> Extract provided
Pubdate: Sun, 21 Jul 2002
Source: New York Times (NY)
Copyright: 2002 The New York Times Company
Contact:  http://www.nytimes.com/
Details: http://www.mapinc.org/media/298
Section: Week in Review
Author: Clifford Krauss
Bookmark: http://www.mapinc.org/mjcn.htm (Cannabis - Canada)

CANADA: THERE'S A FUNNY SMELL IN THE AIR

THE big scoop in the Canadian news media last week came when a reporter 
asked Justice Minister Martin Cauchon if he had ever smoked marijuana.

"But of course," replied Mr. Cauchon, Canada's top law enforcement officer. 
"I'm 39 years old." Smiling, he was quick to add that he had given it up.

On the other end of Parliament Hill in Ottawa, another group of dogged 
reporters couldn't help but ask Prime Minister Jean Chretien if he had ever 
smoked the stuff.

"When I was young the word mari-uh, did not exist," the 68-year-old Mr.

> Stored rows
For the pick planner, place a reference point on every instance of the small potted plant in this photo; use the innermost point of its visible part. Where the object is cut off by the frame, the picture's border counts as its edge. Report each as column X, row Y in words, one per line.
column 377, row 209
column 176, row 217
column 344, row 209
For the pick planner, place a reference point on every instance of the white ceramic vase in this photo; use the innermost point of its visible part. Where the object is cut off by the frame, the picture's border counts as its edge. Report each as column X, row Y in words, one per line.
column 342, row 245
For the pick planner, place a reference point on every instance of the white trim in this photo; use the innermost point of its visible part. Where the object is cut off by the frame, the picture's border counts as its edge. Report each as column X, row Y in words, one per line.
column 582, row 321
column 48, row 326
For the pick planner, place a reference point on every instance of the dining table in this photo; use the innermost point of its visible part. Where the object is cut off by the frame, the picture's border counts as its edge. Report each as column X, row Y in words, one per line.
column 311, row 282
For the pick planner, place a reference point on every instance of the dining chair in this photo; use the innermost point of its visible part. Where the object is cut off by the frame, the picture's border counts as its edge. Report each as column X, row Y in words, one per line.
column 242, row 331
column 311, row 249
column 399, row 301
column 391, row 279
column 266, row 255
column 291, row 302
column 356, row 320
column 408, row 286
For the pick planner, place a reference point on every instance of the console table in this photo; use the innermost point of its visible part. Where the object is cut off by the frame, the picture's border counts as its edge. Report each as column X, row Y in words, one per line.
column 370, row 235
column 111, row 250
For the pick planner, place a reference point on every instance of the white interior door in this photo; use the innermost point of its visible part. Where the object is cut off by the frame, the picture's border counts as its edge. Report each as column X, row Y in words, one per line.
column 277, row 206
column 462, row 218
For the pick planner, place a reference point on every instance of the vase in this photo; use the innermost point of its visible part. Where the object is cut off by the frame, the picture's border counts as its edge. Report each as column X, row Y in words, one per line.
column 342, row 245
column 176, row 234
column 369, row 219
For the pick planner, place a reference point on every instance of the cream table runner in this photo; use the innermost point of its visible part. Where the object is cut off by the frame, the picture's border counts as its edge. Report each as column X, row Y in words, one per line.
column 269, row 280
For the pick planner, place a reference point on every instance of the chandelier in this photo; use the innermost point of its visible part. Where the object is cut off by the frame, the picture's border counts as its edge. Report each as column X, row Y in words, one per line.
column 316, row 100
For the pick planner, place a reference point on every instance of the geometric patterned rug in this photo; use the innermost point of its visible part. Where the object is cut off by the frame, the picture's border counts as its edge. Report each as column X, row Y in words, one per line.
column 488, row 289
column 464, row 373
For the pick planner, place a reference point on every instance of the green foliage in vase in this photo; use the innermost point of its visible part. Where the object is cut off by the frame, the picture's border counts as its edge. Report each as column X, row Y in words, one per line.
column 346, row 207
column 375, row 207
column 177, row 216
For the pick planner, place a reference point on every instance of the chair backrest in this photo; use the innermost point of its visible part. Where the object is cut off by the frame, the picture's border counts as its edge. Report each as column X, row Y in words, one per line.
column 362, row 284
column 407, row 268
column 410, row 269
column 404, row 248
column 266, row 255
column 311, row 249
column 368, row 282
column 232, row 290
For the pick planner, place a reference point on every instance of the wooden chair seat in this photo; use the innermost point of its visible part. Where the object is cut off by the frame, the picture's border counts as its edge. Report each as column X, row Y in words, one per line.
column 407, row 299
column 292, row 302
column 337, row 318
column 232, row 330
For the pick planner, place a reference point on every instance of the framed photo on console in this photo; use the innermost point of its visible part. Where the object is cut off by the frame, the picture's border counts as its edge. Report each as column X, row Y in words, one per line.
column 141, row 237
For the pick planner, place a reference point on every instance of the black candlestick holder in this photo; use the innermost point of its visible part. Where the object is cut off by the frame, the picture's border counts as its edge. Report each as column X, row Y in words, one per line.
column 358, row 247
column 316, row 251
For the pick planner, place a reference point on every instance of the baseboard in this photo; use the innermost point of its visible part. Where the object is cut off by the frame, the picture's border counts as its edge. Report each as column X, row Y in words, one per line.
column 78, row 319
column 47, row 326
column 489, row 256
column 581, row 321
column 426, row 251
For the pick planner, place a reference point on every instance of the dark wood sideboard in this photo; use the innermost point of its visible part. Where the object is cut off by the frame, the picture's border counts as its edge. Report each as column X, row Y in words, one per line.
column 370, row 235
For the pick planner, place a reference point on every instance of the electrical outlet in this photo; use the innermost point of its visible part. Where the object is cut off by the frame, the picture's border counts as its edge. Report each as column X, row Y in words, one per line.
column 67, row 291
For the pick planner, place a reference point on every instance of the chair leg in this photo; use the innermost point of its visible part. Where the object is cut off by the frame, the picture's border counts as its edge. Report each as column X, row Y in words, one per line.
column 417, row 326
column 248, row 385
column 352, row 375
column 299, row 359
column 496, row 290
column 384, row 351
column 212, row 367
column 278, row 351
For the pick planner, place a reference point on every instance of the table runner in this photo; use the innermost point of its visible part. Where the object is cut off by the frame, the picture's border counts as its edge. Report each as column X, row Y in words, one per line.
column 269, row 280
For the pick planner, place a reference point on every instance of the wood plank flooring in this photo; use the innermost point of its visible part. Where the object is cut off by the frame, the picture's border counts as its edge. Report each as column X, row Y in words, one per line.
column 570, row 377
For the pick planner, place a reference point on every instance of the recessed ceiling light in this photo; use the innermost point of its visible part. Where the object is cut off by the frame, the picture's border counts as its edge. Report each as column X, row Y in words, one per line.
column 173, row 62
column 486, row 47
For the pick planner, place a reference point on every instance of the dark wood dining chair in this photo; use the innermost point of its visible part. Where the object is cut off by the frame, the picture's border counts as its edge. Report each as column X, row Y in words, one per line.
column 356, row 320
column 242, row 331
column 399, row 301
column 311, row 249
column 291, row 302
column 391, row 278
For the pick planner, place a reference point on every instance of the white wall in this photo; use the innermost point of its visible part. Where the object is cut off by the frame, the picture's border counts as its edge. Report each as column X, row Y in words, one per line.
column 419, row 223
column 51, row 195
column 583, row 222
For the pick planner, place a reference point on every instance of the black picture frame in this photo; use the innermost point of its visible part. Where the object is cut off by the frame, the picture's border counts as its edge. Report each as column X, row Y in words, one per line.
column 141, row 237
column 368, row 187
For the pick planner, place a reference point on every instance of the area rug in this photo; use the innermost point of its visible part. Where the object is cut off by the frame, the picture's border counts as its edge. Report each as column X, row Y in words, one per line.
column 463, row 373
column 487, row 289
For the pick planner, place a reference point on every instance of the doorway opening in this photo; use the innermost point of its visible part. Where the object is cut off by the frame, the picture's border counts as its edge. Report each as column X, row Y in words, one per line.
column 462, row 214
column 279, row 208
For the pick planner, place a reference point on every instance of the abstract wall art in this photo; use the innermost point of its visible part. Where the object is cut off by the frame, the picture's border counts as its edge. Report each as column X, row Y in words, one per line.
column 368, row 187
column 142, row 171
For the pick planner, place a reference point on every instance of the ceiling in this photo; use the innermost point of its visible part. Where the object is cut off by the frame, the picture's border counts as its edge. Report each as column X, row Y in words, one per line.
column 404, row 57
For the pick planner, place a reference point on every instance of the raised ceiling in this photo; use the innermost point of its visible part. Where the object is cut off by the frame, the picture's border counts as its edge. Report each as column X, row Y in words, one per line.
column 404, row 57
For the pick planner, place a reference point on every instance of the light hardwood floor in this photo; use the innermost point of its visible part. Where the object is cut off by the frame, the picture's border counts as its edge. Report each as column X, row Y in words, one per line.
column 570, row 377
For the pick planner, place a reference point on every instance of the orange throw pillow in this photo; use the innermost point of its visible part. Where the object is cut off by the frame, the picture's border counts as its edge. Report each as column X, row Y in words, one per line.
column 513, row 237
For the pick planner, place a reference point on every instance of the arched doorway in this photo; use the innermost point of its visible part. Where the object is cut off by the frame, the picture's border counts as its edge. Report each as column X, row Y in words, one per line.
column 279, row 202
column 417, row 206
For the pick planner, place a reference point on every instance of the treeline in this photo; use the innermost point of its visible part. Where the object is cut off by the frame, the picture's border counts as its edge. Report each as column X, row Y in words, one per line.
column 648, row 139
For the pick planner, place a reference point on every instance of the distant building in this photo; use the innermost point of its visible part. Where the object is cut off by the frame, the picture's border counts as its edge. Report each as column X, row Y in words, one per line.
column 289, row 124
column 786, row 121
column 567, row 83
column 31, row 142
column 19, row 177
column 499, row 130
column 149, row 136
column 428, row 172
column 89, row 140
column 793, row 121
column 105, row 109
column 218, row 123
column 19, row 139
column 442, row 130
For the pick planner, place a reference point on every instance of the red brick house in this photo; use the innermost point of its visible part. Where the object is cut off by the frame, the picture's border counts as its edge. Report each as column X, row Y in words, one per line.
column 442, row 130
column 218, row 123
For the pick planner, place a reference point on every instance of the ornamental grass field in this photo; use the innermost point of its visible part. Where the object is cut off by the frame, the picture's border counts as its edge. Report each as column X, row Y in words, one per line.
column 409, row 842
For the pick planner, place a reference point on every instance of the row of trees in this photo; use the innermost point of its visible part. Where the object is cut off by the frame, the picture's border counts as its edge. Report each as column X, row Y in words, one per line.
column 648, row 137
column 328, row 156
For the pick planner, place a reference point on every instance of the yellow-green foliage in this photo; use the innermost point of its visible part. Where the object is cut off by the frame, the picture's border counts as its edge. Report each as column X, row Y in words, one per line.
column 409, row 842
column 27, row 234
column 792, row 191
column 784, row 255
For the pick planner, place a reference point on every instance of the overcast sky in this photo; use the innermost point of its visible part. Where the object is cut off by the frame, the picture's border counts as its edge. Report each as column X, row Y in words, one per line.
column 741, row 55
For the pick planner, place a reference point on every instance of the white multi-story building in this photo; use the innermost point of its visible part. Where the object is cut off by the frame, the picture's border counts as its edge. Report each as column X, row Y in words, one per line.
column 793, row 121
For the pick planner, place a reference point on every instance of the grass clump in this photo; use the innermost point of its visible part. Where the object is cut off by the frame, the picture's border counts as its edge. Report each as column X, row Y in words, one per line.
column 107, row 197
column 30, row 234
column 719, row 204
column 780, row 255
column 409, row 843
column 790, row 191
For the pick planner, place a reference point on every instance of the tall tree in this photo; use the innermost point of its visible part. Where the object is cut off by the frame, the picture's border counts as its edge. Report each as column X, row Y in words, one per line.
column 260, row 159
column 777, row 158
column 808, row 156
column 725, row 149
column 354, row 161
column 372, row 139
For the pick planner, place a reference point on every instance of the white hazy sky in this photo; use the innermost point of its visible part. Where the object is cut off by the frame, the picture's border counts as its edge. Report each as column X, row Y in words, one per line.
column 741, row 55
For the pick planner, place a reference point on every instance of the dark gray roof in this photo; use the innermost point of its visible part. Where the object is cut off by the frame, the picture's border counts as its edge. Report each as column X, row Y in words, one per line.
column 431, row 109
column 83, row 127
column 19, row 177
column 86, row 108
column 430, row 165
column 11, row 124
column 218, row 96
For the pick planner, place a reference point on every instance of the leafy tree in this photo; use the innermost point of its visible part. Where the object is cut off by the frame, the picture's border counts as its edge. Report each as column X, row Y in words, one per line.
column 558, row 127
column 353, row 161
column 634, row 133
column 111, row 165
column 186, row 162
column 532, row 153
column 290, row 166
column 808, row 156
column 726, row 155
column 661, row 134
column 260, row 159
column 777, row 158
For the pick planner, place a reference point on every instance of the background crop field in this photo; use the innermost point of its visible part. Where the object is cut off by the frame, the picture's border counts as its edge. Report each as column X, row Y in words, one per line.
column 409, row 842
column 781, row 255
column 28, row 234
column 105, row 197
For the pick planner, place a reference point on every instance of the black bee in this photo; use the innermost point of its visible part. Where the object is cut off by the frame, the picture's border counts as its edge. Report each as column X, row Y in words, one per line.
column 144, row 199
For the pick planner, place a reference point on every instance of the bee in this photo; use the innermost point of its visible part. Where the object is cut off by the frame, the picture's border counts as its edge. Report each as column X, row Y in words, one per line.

> Written tasks
a – In the rows from the line with "of the green" to the line with "column 232, row 330", replace "pick planner" with "grasp planner" and give those lines again with nothing else altered.
b – Extend the article on Canadian officials and marijuana past the point where it stops.
The article on Canadian officials and marijuana and the rows are unrelated material.

> Written answers
a –
For the grasp planner, place a reference point on every instance of the green foliage in vase in this photo; use the innermost point of its visible part. Where the object is cut off by the frame, the picture's border counts as its edge. Report each as column X, row Y in words, one per line.
column 346, row 207
column 375, row 207
column 177, row 216
For the grasp planner, place a reference point on every instance of the chair backrest in this photo; use the innermost point of its visible part. Where the object is cut off by the frame, the picture's border counts as its edge. Report each as column X, row Y in words, one per line.
column 362, row 284
column 407, row 268
column 410, row 269
column 404, row 248
column 266, row 255
column 311, row 249
column 368, row 282
column 232, row 290
For the grasp planner, place a reference point on every instance of the wooden chair seat in this photo; use the innermost point of its visible part. Where the object is cut off by the frame, the picture's border counts as its edge. Report each as column X, row Y in words, one per line.
column 407, row 299
column 292, row 302
column 337, row 318
column 232, row 330

b –
Chretien said. "I learned about the word long after that. It was too late 
for me to try it." A reporter was quick to interject: "It's never too late, 
prime minister."

All the banter about marijuana use comes at a time when Canadians are 
talking about decriminalizing pot smoking. It seems only natural that now 
that Britain decided last week to make possession of a small amount of 
marijuana a ticketing offense, that its liberal former colony would soon 
follow suit. Pot smoking is pervasive in Canada, after all, especially in 
British Columbia, which is also a major production source of marijuana sold 
in the United States. Marijuana use is so prevalent in Vancouver that the 
city has been compared to Amsterdam as a pot-smoker's paradise.

The House of Commons is not currently in session. But Mr. Cauchon has 
suggested that the country should rethink laws that make marijuana illegal 
and crowd court calendars with pot-smoking cases.

The Toronto Star agreed in an editorial last week, saying: "Marijuana 
remains a vice, like drinking alcohol or smoking cigarettes. It would be 
better handled through public education, not by giving people criminal 
records."

Still, Canadian opinion makers are wondering what the Americans will say.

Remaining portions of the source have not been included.